* [Data to use]
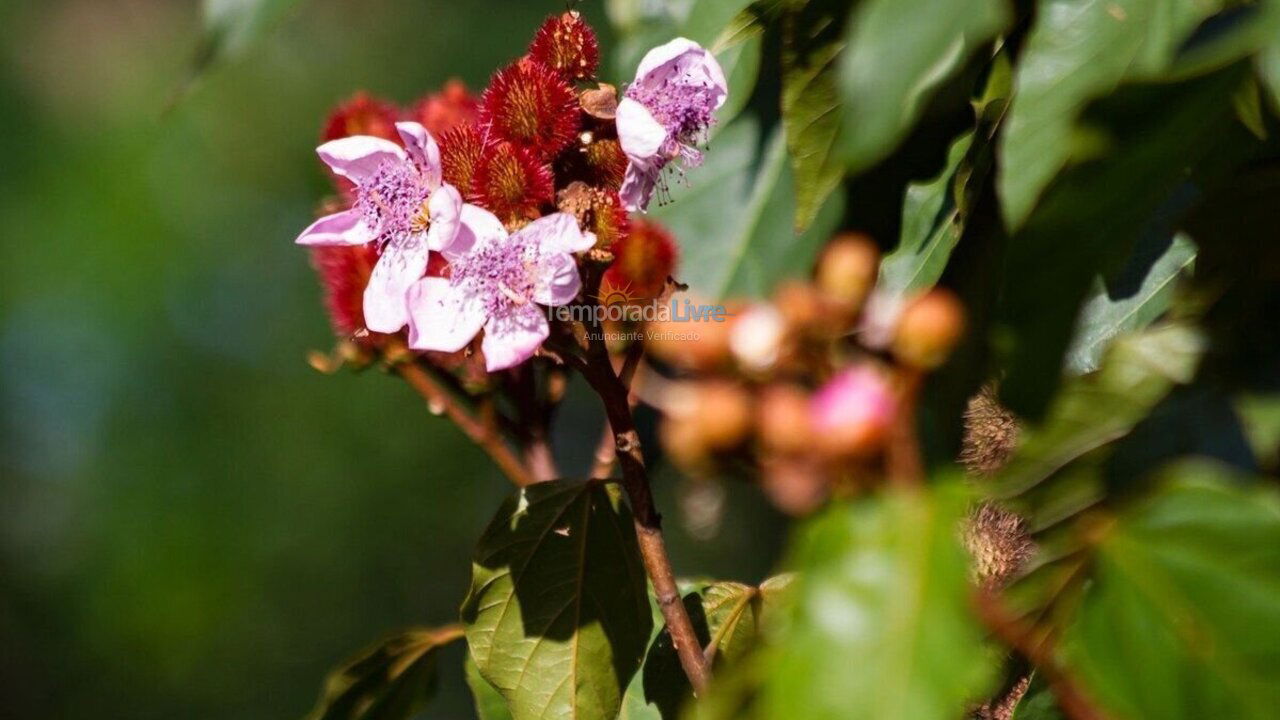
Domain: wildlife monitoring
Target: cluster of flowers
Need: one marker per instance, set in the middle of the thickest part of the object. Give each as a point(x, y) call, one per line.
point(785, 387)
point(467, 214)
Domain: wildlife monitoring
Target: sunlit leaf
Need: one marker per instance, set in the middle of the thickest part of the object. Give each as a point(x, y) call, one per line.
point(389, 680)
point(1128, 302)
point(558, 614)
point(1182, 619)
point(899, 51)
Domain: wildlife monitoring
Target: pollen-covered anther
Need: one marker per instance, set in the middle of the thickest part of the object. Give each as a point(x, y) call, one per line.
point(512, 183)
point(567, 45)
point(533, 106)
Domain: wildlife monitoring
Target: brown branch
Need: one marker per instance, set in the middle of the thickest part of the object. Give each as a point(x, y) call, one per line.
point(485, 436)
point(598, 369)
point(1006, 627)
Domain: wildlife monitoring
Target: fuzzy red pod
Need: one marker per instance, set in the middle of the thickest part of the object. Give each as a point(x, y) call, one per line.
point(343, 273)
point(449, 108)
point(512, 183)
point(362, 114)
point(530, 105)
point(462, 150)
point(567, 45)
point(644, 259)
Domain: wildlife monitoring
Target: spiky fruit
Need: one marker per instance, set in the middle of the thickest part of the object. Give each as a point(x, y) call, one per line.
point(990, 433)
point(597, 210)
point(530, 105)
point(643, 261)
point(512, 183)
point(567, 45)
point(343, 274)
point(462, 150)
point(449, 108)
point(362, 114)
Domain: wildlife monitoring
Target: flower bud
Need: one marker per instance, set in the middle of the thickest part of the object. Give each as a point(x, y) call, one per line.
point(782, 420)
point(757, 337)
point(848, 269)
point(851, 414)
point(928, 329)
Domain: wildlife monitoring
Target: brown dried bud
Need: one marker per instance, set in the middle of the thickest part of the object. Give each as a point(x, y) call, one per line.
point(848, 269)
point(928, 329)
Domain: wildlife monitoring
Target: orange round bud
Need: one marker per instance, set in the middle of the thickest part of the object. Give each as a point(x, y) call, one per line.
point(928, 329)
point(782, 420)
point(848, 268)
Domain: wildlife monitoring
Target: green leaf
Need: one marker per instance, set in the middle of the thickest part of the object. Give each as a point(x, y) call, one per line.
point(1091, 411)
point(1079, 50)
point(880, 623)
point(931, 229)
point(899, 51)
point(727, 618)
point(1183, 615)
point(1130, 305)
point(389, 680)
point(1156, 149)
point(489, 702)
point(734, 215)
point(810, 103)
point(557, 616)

* [Stated task] Arrange the lines above as a Markdown table with the columns "Row" and "Line", numbering each line and omitting any blank lines. Leave the pictures out of the table.

* [Response to this exercise]
| Row | Line |
|---|---|
| 1 | Domain: wildlife monitoring |
| 2 | Target: cluster of flowers |
| 3 | Need: one marker per instance, set in the middle of the thickest part of the object. Give each as a point(x, y) call, one per line. |
| 4 | point(785, 387) |
| 5 | point(467, 214) |
| 6 | Domain: wildlife monitoring |
| 7 | Target: sunlit leaf |
| 8 | Need: one marker per instance, set in the middle of the thickest part of the object. Give each as a point(x, y) call, one per line. |
| 9 | point(389, 680) |
| 10 | point(1128, 302) |
| 11 | point(558, 614) |
| 12 | point(1182, 619) |
| 13 | point(899, 51) |
| 14 | Domain: wildlife monitoring |
| 15 | Target: pollen-covered anther |
| 16 | Need: one marker per instance, set in the middle of the thickest part of the object. Give each as a point(x, y) call, one per line. |
| 17 | point(512, 183) |
| 18 | point(567, 45) |
| 19 | point(533, 106) |
| 20 | Domain: wildlife monitoring |
| 21 | Target: brown branch |
| 22 | Need: one marker per instance, set in the middle of the thickest part of the object. Give each as a point(x, y) call, one per line. |
| 23 | point(485, 436) |
| 24 | point(598, 369) |
| 25 | point(1006, 627) |
| 26 | Domain: wildlife monitoring |
| 27 | Target: fuzzy red pod |
| 28 | Need: one marker per instance, set in the middle of the thickest part of the object. Give each as a point(x, y) call, one per line. |
| 29 | point(343, 273) |
| 30 | point(449, 108) |
| 31 | point(512, 183) |
| 32 | point(362, 114) |
| 33 | point(530, 105) |
| 34 | point(462, 150) |
| 35 | point(567, 45) |
| 36 | point(644, 259) |
| 37 | Domain: wildlife monitoring |
| 38 | Target: spiky fruit |
| 39 | Need: one marker per instance, set in the middle of the thickest part of the object. Give each as a point(x, y) call, one per line. |
| 40 | point(990, 433) |
| 41 | point(597, 210) |
| 42 | point(530, 105) |
| 43 | point(643, 261) |
| 44 | point(512, 183) |
| 45 | point(567, 45) |
| 46 | point(343, 274) |
| 47 | point(462, 150) |
| 48 | point(449, 108) |
| 49 | point(362, 114) |
| 50 | Domain: wildlife monitoring |
| 51 | Target: flower bud |
| 52 | Need: one marker per instance, set in the middle of the thickest part of the object. Give each as a point(x, y) call, one per line. |
| 53 | point(782, 420) |
| 54 | point(757, 337) |
| 55 | point(848, 269) |
| 56 | point(851, 414) |
| 57 | point(928, 329) |
| 58 | Domain: wildlife monitoring |
| 59 | Target: brown dried bud |
| 60 | Need: one marker per instance, set in the middle of the thickest part of the object. Give each as a point(x, y) call, one per line. |
| 61 | point(848, 269) |
| 62 | point(928, 329) |
| 63 | Domain: wildlife monitoring |
| 64 | Target: orange round bud |
| 65 | Need: one marker per instance, set in the middle of the thickest part of the object. Give each as a point(x, y) call, one per line. |
| 66 | point(928, 329) |
| 67 | point(782, 420) |
| 68 | point(848, 268) |
| 69 | Domain: wildlife monitoring |
| 70 | Target: green leaf |
| 71 | Need: one marker per instance, set in the middle of the thickest part of the object. Give each as a point(x, y) call, one per line. |
| 72 | point(1091, 411) |
| 73 | point(1079, 50) |
| 74 | point(880, 623) |
| 75 | point(931, 229) |
| 76 | point(899, 51) |
| 77 | point(727, 618) |
| 78 | point(1183, 615) |
| 79 | point(1130, 305) |
| 80 | point(389, 680) |
| 81 | point(1156, 149) |
| 82 | point(489, 702) |
| 83 | point(734, 215) |
| 84 | point(810, 103) |
| 85 | point(557, 616) |